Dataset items
⁂
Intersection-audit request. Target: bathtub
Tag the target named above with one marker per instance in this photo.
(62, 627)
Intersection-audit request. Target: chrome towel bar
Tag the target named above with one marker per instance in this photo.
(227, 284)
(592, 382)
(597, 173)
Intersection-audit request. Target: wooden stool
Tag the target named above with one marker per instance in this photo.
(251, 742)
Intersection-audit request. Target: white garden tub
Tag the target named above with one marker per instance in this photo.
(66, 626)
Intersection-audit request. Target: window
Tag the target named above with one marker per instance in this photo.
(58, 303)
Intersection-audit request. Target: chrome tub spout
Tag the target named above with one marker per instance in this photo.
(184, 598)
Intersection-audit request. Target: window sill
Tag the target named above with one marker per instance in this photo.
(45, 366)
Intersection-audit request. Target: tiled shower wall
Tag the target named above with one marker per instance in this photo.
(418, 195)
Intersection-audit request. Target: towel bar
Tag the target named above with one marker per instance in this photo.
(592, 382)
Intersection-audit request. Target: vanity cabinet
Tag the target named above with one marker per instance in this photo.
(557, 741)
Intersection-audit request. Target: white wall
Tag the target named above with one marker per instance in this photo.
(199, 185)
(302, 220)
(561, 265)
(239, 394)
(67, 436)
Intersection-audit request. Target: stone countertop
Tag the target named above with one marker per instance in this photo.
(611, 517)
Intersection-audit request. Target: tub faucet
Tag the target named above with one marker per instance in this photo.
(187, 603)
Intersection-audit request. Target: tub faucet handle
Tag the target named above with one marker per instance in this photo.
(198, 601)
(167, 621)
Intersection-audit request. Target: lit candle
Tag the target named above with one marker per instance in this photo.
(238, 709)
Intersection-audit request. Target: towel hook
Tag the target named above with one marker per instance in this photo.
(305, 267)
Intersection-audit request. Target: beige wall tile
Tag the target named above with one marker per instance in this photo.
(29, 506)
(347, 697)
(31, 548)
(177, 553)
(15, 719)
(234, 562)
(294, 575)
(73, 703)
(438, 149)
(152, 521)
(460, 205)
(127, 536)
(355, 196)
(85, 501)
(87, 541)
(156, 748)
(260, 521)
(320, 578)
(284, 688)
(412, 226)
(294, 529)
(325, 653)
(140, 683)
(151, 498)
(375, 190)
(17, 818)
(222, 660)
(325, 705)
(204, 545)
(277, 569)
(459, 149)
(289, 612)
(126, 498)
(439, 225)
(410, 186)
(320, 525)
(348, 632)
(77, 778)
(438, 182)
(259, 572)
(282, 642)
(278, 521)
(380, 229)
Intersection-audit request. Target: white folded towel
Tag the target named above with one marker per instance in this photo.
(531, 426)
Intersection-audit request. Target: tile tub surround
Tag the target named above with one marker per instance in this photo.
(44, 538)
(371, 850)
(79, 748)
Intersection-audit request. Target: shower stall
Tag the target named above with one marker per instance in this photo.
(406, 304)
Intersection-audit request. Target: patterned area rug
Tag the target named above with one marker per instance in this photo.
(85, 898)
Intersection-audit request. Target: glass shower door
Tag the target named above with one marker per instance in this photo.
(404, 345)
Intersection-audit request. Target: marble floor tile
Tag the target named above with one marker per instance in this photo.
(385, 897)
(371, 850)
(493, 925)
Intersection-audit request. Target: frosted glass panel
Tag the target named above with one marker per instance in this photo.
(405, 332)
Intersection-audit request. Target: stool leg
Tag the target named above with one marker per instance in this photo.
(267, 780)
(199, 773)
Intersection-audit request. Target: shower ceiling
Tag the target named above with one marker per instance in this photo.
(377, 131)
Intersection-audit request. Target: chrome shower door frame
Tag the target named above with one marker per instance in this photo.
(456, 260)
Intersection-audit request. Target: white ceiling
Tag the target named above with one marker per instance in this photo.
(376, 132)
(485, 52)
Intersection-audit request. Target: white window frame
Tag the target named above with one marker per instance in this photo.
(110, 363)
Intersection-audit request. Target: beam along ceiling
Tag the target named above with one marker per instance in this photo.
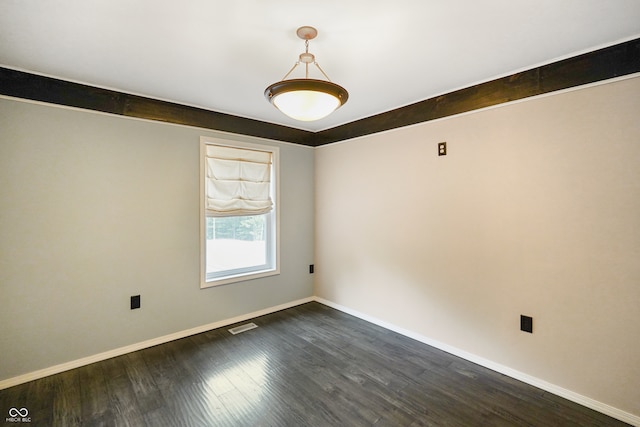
(220, 56)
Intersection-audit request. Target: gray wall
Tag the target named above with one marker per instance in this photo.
(96, 208)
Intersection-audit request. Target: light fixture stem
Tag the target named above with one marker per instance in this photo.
(291, 70)
(321, 70)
⁂
#### [WRITTEN PROBLEM]
Without including any pictures, print each record exactly.

#### [TASK SOLUTION]
Intersection-audit request. Target: bathtub
Tag the target named above with one marker per instance in this photo.
(62, 627)
Intersection-audit request. Target: chrome towel bar
Tag the target named above with one marker per instance in this photo.
(227, 284)
(592, 382)
(597, 173)
Intersection-audit request. Target: wooden stool
Tag the target named above with one marker per instance in this photo.
(251, 742)
Intersection-audit request. Target: white garden tub
Tag the target named above with one marker per instance in this photo.
(66, 626)
Intersection-audit request. Target: window
Tag the target named above with one marker per instance in this photo.
(58, 303)
Intersection-audit request. Target: chrome tub spout
Tag the target named above with one marker per instance in this photo.
(184, 598)
Intersection-audit request. Target: window sill
Tag the target named above with one marker per instance in this photo.
(45, 366)
Intersection-audit request. Target: tiled shower wall
Tag the target named above with one marker per instance in this photo.
(418, 195)
Intersection-audit request. Target: towel bar
Tag the target named above with one marker per instance in this photo.
(592, 382)
Intersection-audit request. Target: vanity cabinet
Tag the target named above with one marker per instance in this photo.
(557, 741)
Intersection-audit request. Target: white wall
Tag the target named above with one marker per instance in this photo.
(199, 185)
(302, 220)
(561, 265)
(239, 394)
(67, 436)
Intersection-audit request. Target: stone countertop
Tag the target named above with one marker per instance in this photo.
(611, 517)
Intersection-audit request. Target: tub faucet
Tag the target named above with one marker per instance in this photo.
(187, 603)
Intersection-audit request. Target: tub faucet handle
Tag the target named above with one marker per instance in this photo.
(198, 601)
(167, 621)
Intersection-audit request. Target: lit candle
Tag the target named above with one marker per instance in this photo.
(238, 709)
Intersection-audit request. Target: towel hook
Tag the target named above with one marker per instance in this photo.
(305, 267)
Intersection-audit request. Target: beige wall tile
Tag the target named above with one marker per instance in this photo.
(29, 506)
(347, 697)
(31, 548)
(177, 553)
(15, 719)
(234, 562)
(294, 575)
(73, 703)
(438, 149)
(152, 521)
(460, 205)
(127, 536)
(355, 196)
(85, 501)
(87, 541)
(156, 748)
(260, 521)
(320, 578)
(284, 688)
(412, 226)
(294, 529)
(325, 653)
(140, 683)
(151, 498)
(375, 190)
(17, 818)
(222, 660)
(325, 705)
(204, 545)
(277, 569)
(459, 149)
(289, 612)
(126, 498)
(439, 225)
(410, 186)
(320, 525)
(348, 632)
(77, 778)
(438, 182)
(259, 572)
(282, 642)
(278, 521)
(380, 229)
Intersection-audit request. Target: white folded towel
Tag the target named above with one marker per instance in this photo.
(531, 426)
Intersection-audit request. Target: tile tub surround
Tag the target named above with one marker per instance in this photo.
(44, 538)
(371, 850)
(79, 748)
Intersection-audit request. Target: shower stall
Tag the target named above with one marker per instance in this photo.
(406, 304)
Intersection-audit request. Target: patterned area rug
Tag the target named above with one marker per instance in this photo.
(85, 898)
Intersection-audit request. Target: glass shower door
Tag the target named above with one marker per instance in this photo.
(404, 345)
Intersection-audit request. Target: marble floor tile
Tag the target named above with one marker per instance in this photo.
(385, 897)
(371, 850)
(493, 925)
Intersection-audit request. Target: frosted glass panel
Tag the target named above with one marker per instance in this photo.
(405, 332)
Intersection-audit request. Target: stool leg
Tag the target named above with one marker per instance in this photo.
(267, 780)
(199, 773)
Intersection-audit request. Target: shower ceiling
Tag the target named above with one marker per instance in this photo.
(377, 131)
Intersection-audit request. Target: chrome shower door frame
Tag the target named above with one marker per instance in this photo.
(456, 260)
Intersection-audit request. Target: white ceiling
Tag the target named above with one marker per instance in this photo.
(376, 132)
(485, 52)
Intersection-audit request. Target: white window frame
Tag the target named above with one marker per instance in this photo.
(110, 363)
Intersection-audit request. Target: beam along ceiling
Tag the target named above with one marker per instance in this photo.
(220, 56)
Intersection-audit request. Target: gray wall
Tag the target named above with one marker per instance in this photo.
(96, 208)
Intersection-audit request. Target: light fixture stem
Tag the target named above with one marker per instance in this photo.
(291, 70)
(321, 70)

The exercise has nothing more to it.